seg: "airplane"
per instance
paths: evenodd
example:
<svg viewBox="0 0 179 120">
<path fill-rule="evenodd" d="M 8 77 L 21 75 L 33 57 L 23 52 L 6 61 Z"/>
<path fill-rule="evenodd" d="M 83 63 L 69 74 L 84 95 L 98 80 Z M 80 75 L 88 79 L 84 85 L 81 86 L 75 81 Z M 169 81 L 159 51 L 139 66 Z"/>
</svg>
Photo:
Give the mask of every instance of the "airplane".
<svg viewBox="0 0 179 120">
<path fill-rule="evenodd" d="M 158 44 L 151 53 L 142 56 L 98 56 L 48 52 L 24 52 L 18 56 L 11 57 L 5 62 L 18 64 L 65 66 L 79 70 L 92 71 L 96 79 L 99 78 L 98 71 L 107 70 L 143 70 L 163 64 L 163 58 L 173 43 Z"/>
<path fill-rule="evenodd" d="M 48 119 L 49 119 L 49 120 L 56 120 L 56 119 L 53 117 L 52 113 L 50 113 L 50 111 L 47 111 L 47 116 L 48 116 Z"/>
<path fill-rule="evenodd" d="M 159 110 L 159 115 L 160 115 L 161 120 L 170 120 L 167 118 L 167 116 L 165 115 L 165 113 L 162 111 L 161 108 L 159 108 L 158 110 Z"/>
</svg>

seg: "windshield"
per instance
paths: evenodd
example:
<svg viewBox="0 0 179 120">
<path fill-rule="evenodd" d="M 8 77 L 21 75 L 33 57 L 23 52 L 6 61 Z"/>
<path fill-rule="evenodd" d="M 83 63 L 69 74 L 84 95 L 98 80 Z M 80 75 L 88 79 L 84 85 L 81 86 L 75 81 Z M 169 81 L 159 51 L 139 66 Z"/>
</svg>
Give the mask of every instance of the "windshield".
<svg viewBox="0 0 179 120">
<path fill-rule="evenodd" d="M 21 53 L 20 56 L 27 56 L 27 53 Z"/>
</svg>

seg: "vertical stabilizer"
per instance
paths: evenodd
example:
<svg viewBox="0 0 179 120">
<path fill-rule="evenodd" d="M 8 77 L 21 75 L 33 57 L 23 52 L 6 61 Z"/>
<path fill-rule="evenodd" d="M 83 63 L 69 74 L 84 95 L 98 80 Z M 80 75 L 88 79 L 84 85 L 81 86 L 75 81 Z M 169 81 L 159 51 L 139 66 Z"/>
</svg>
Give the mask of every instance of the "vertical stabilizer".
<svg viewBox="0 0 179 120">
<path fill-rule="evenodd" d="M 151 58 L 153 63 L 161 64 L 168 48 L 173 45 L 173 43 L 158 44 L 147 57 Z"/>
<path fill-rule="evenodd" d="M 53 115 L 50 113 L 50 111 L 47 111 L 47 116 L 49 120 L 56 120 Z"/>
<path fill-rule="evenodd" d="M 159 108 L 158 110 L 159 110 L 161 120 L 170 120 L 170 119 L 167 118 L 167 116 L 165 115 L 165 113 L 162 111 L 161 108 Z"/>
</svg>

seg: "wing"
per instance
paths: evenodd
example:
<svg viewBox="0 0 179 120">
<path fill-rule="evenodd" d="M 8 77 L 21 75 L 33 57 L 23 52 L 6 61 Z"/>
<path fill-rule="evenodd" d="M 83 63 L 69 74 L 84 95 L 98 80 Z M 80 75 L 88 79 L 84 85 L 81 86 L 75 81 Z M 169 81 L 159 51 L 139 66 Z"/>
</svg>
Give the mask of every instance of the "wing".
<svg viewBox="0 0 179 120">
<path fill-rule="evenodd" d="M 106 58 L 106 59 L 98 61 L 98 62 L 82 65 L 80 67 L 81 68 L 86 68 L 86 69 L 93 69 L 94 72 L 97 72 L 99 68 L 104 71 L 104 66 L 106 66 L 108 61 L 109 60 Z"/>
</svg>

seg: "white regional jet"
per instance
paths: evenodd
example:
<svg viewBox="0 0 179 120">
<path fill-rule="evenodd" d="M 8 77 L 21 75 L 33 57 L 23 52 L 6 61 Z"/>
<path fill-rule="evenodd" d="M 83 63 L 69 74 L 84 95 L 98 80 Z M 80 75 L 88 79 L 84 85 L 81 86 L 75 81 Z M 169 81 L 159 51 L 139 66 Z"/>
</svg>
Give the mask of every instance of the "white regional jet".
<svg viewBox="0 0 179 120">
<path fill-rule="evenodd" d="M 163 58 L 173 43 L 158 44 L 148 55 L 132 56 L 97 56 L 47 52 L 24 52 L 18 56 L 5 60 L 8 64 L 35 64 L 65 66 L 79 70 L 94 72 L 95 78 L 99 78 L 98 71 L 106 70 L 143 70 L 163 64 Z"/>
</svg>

Problem statement: Starting with the first line of the listing above and going on through the line with "158 44 L 151", put those lines into a JSON list of strings, one string per line, with blank lines left out.

Answer for this exercise:
[
  "seg: \"airplane\"",
  "per instance",
  "paths: evenodd",
  "example:",
  "<svg viewBox=\"0 0 179 120\">",
  "<path fill-rule=\"evenodd\" d=\"M 8 77 L 21 75 L 33 57 L 23 52 L 6 61 Z\"/>",
  "<path fill-rule=\"evenodd\" d=\"M 83 63 L 69 74 L 84 95 L 98 80 Z M 80 75 L 88 79 L 84 85 L 81 86 L 75 81 Z M 169 81 L 159 51 L 139 66 Z\"/>",
  "</svg>",
  "Photo:",
  "Give the mask of every instance of the \"airplane\".",
  "<svg viewBox=\"0 0 179 120\">",
  "<path fill-rule=\"evenodd\" d=\"M 158 44 L 151 53 L 142 56 L 98 56 L 48 52 L 24 52 L 18 56 L 11 57 L 5 62 L 18 64 L 65 66 L 79 70 L 92 71 L 96 79 L 99 78 L 98 71 L 107 70 L 143 70 L 163 64 L 163 58 L 173 43 Z\"/>"
]